■ **What you will do**
With pictures omitted, output the records below exactly as they appear.

■ **Stored data entries**
════════
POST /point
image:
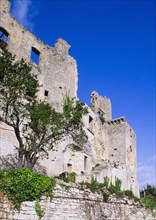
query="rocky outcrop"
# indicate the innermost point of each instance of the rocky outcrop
(75, 204)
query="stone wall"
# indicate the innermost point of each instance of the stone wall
(75, 204)
(55, 68)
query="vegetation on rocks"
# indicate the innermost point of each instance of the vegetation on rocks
(24, 185)
(37, 126)
(148, 197)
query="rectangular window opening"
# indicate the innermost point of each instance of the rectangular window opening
(46, 93)
(3, 40)
(85, 163)
(69, 167)
(90, 119)
(35, 55)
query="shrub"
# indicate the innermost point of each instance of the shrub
(39, 211)
(148, 197)
(24, 185)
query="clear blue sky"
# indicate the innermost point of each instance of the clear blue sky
(114, 45)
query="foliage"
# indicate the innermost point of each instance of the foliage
(96, 165)
(68, 177)
(115, 188)
(37, 126)
(148, 197)
(25, 185)
(106, 182)
(107, 188)
(39, 211)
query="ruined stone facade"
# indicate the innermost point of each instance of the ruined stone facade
(111, 147)
(74, 204)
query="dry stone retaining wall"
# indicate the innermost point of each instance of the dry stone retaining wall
(74, 204)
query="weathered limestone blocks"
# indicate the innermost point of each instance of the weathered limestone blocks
(75, 204)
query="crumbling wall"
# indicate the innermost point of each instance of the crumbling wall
(55, 68)
(75, 204)
(101, 106)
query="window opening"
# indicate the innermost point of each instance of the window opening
(35, 55)
(130, 148)
(46, 93)
(3, 38)
(69, 167)
(85, 162)
(90, 119)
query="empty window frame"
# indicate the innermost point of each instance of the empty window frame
(90, 119)
(3, 38)
(85, 162)
(69, 167)
(35, 54)
(46, 93)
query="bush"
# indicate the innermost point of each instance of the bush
(148, 197)
(24, 185)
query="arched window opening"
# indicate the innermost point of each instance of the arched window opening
(3, 38)
(35, 55)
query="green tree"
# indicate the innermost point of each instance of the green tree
(37, 126)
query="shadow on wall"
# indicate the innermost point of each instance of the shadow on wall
(10, 162)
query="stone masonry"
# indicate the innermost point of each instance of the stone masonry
(111, 147)
(74, 204)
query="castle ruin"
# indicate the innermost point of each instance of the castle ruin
(111, 147)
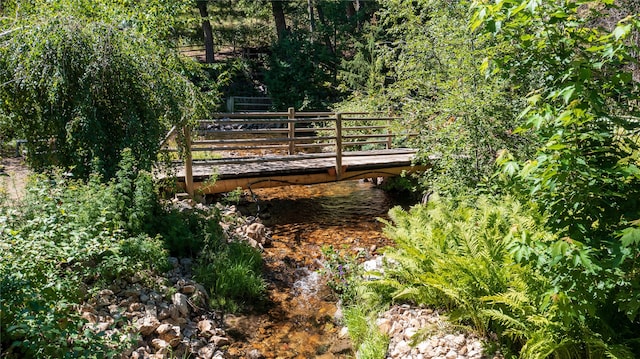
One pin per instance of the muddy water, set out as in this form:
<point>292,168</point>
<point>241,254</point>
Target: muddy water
<point>299,321</point>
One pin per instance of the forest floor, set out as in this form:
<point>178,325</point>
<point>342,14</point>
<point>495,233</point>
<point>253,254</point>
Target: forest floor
<point>13,177</point>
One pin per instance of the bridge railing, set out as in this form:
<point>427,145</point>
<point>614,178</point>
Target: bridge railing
<point>232,138</point>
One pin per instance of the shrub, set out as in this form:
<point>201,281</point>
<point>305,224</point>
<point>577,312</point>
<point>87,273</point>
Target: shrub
<point>469,259</point>
<point>66,239</point>
<point>233,274</point>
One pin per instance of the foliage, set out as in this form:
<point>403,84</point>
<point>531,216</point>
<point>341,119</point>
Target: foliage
<point>299,74</point>
<point>185,232</point>
<point>421,62</point>
<point>80,87</point>
<point>232,274</point>
<point>342,272</point>
<point>583,111</point>
<point>67,239</point>
<point>364,333</point>
<point>467,258</point>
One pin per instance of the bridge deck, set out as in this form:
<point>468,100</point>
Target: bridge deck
<point>271,171</point>
<point>287,148</point>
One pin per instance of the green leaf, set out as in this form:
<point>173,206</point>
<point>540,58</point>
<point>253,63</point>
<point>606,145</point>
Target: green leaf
<point>621,31</point>
<point>630,236</point>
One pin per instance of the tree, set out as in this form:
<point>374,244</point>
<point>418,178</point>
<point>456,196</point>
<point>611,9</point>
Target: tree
<point>207,31</point>
<point>422,63</point>
<point>81,89</point>
<point>577,64</point>
<point>278,17</point>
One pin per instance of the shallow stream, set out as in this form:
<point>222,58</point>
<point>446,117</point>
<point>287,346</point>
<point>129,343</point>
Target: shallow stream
<point>299,319</point>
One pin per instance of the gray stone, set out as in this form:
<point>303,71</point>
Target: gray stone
<point>181,302</point>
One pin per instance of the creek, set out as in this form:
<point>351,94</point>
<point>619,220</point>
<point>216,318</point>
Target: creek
<point>299,320</point>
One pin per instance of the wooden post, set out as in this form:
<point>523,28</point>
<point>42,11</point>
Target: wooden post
<point>292,131</point>
<point>188,162</point>
<point>389,142</point>
<point>338,146</point>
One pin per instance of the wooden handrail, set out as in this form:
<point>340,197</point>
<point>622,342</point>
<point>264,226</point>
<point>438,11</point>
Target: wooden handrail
<point>285,138</point>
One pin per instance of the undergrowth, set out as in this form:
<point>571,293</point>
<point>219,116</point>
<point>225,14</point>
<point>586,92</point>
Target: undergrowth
<point>68,238</point>
<point>467,258</point>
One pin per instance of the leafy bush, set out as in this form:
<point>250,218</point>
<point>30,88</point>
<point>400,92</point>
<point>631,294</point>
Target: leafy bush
<point>298,74</point>
<point>80,89</point>
<point>577,60</point>
<point>232,272</point>
<point>468,259</point>
<point>342,272</point>
<point>65,240</point>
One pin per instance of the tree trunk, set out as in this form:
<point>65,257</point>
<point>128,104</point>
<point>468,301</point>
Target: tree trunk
<point>323,21</point>
<point>351,10</point>
<point>312,20</point>
<point>208,32</point>
<point>278,17</point>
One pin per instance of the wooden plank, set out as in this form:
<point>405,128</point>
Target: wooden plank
<point>228,185</point>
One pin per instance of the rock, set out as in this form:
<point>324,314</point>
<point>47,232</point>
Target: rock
<point>135,306</point>
<point>170,334</point>
<point>207,351</point>
<point>205,327</point>
<point>147,325</point>
<point>219,341</point>
<point>90,317</point>
<point>188,289</point>
<point>384,325</point>
<point>166,312</point>
<point>105,293</point>
<point>159,344</point>
<point>409,333</point>
<point>180,301</point>
<point>401,349</point>
<point>255,354</point>
<point>173,261</point>
<point>342,346</point>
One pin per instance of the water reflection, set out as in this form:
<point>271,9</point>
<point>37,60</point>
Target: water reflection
<point>300,321</point>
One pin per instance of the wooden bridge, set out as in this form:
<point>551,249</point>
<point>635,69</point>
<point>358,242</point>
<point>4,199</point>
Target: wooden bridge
<point>254,150</point>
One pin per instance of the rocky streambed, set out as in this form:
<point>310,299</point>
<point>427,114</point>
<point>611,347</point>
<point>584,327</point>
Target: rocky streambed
<point>166,316</point>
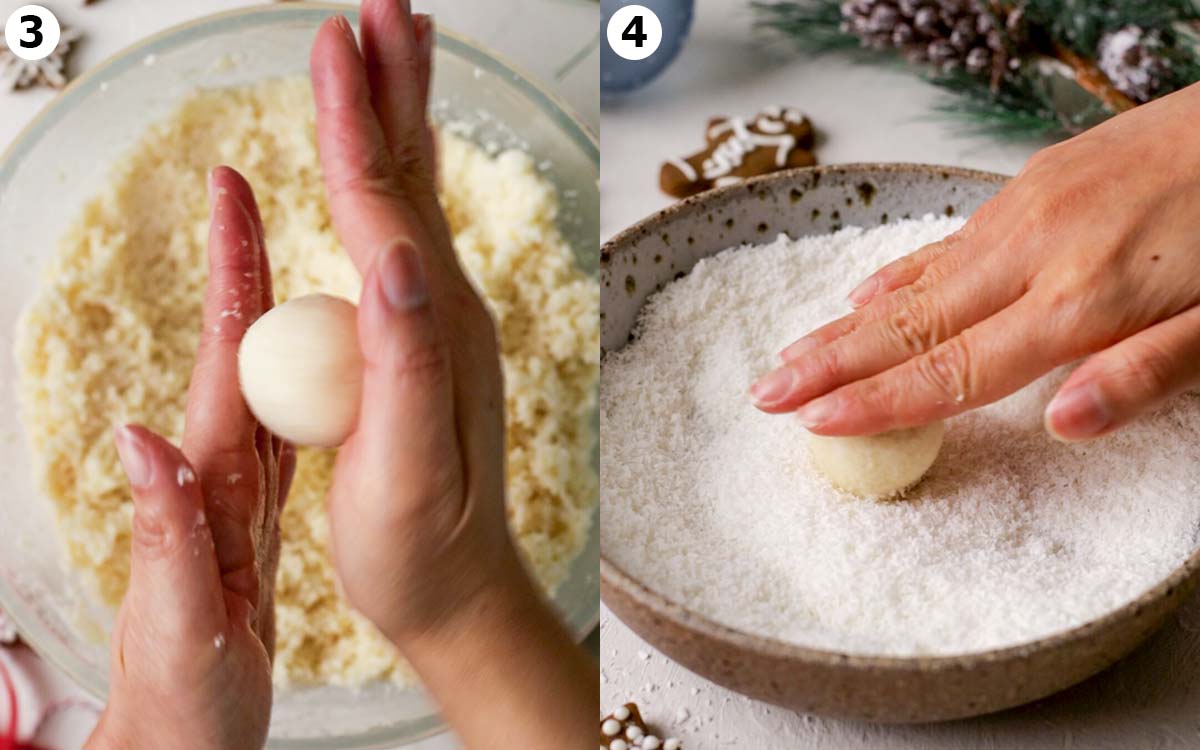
════════
■ **Task answer**
POST /point
image:
query="rocky outcrop"
# indicate the innermost point of each instance of the rocky outcrop
(75, 204)
query="stone wall"
# indicate the innermost point of each instance of the stone wall
(75, 204)
(55, 68)
query="vegetation on rocks"
# indicate the innermost point of each instance of the vegetation on rocks
(24, 185)
(37, 126)
(148, 197)
query="rectangular window opening"
# indicate the innermost point of each instance of the rectangular window opening
(46, 93)
(3, 40)
(85, 163)
(69, 167)
(90, 119)
(35, 55)
query="shrub"
# indicate the innermost point of each instance of the shrub
(39, 211)
(148, 197)
(24, 185)
query="clear blue sky"
# indicate the innermost point of each instance of the clear blue sky
(114, 45)
query="foliage"
# indicate the innermost point of each instance of the foliage
(96, 165)
(68, 177)
(115, 188)
(37, 126)
(148, 197)
(25, 185)
(106, 182)
(107, 188)
(39, 211)
query="ruined stone facade"
# indicate the innermost point of each instance of the ruined stone facade
(111, 147)
(74, 204)
query="dry stone retaining wall"
# indicate the innermost point of each instance of the dry stone retaining wall
(74, 204)
query="weathered limestone blocks"
# indicate the innermost point of each instance of the weathered limestone blocks
(75, 204)
query="crumbling wall"
# indicate the innermost point of each instance of the crumbling wall
(55, 68)
(75, 204)
(101, 106)
query="window opening"
# indicate the innermost point of each instance of the window opening
(35, 55)
(130, 148)
(46, 93)
(3, 38)
(69, 167)
(85, 162)
(90, 119)
query="empty window frame"
# indicate the innermost point of each instance of the empty window frame
(90, 119)
(3, 38)
(85, 162)
(69, 167)
(35, 54)
(46, 93)
query="bush"
# indicate the innermost point of each instance of the bush
(148, 197)
(24, 185)
query="arched window opening"
# indicate the innermost point of each instance of the arched window opening
(3, 38)
(35, 55)
query="green tree"
# indicate the innermost point of each instance of the green tree
(37, 126)
query="shadow on wall"
# indicate the innermost point of each instance of the shadow on wall
(10, 162)
query="stone masonry"
# indicate the innermost point of each instance of the stone masonry
(111, 147)
(74, 204)
query="castle ruin"
# indicate the innermost point of each instance of the castle ruin
(111, 147)
One pin per instance of the muddy water, set out as in this form:
<point>292,168</point>
<point>241,254</point>
Target: muddy water
<point>299,321</point>
One pin per instance of the forest floor, set out as in this form:
<point>178,325</point>
<point>342,14</point>
<point>495,233</point>
<point>253,254</point>
Target: forest floor
<point>13,177</point>
One pin per instance of the bridge railing, set out as in this form:
<point>427,145</point>
<point>614,178</point>
Target: bridge railing
<point>232,138</point>
One pin per instance of the shrub, set out as in this form:
<point>201,281</point>
<point>305,224</point>
<point>577,312</point>
<point>87,273</point>
Target: shrub
<point>469,259</point>
<point>66,239</point>
<point>233,274</point>
One pin per instance of the foliage, set out as in this form:
<point>403,84</point>
<point>531,216</point>
<point>341,119</point>
Target: foliage
<point>299,74</point>
<point>185,232</point>
<point>421,62</point>
<point>80,87</point>
<point>232,274</point>
<point>342,272</point>
<point>583,111</point>
<point>67,239</point>
<point>364,333</point>
<point>467,258</point>
One pin per instance of the bridge deck, set out as in this form:
<point>468,100</point>
Target: bridge deck
<point>271,171</point>
<point>287,148</point>
One pin per instance of the green leaf, set out as in this form:
<point>173,206</point>
<point>540,58</point>
<point>253,63</point>
<point>606,145</point>
Target: green leaf
<point>621,31</point>
<point>630,236</point>
One pin per instance of the tree, set out as in this form:
<point>374,244</point>
<point>418,178</point>
<point>456,196</point>
<point>611,9</point>
Target: tree
<point>207,31</point>
<point>422,63</point>
<point>81,89</point>
<point>577,64</point>
<point>278,17</point>
One pin per instance of the shallow stream, set out as in this form:
<point>222,58</point>
<point>446,117</point>
<point>287,346</point>
<point>129,343</point>
Target: shallow stream
<point>299,319</point>
One pin per instance of the gray stone, set out as in this form:
<point>303,71</point>
Target: gray stone
<point>181,302</point>
One pin per instance of the creek, set out as in this form:
<point>351,94</point>
<point>619,220</point>
<point>216,318</point>
Target: creek
<point>299,320</point>
One pin per instance of the wooden post, set out as in this form:
<point>523,28</point>
<point>42,11</point>
Target: wooden post
<point>292,131</point>
<point>188,162</point>
<point>389,142</point>
<point>338,146</point>
One pin per instance of the wooden handrail, set out as in this form:
<point>340,197</point>
<point>622,342</point>
<point>264,226</point>
<point>438,11</point>
Target: wooden handrail
<point>285,138</point>
One pin per instance of the undergrowth, set out as in this form:
<point>571,293</point>
<point>219,116</point>
<point>225,14</point>
<point>586,92</point>
Target: undergrowth
<point>68,238</point>
<point>467,258</point>
One pin per instance of the leafy bush, set out as in this form:
<point>250,218</point>
<point>30,88</point>
<point>400,92</point>
<point>631,294</point>
Target: leafy bush
<point>298,74</point>
<point>80,89</point>
<point>577,60</point>
<point>232,272</point>
<point>468,259</point>
<point>342,272</point>
<point>65,240</point>
One pin per instance of the tree trunk, set out as in this form:
<point>65,257</point>
<point>128,104</point>
<point>468,301</point>
Target: tree trunk
<point>323,21</point>
<point>351,10</point>
<point>312,20</point>
<point>208,32</point>
<point>278,17</point>
One pin per instance of the wooden plank, set out as in this form:
<point>405,128</point>
Target: wooden plank
<point>228,185</point>
One pin per instance of the rock, set out as in this form:
<point>324,314</point>
<point>47,232</point>
Target: rock
<point>135,306</point>
<point>170,334</point>
<point>207,351</point>
<point>205,327</point>
<point>147,325</point>
<point>219,341</point>
<point>90,317</point>
<point>188,289</point>
<point>384,325</point>
<point>166,312</point>
<point>105,293</point>
<point>159,344</point>
<point>409,333</point>
<point>180,301</point>
<point>401,349</point>
<point>255,354</point>
<point>173,261</point>
<point>342,346</point>
One pin per instance of the water reflection, set out as in this form:
<point>271,9</point>
<point>37,60</point>
Target: water reflection
<point>300,321</point>
One pin per instance of the wooden bridge, set out as in this form:
<point>551,249</point>
<point>635,69</point>
<point>358,242</point>
<point>4,199</point>
Target: wooden bridge
<point>254,150</point>
One pin per instance of the rocky streambed, set out as in this form:
<point>310,299</point>
<point>427,114</point>
<point>611,347</point>
<point>584,327</point>
Target: rocky streambed
<point>166,316</point>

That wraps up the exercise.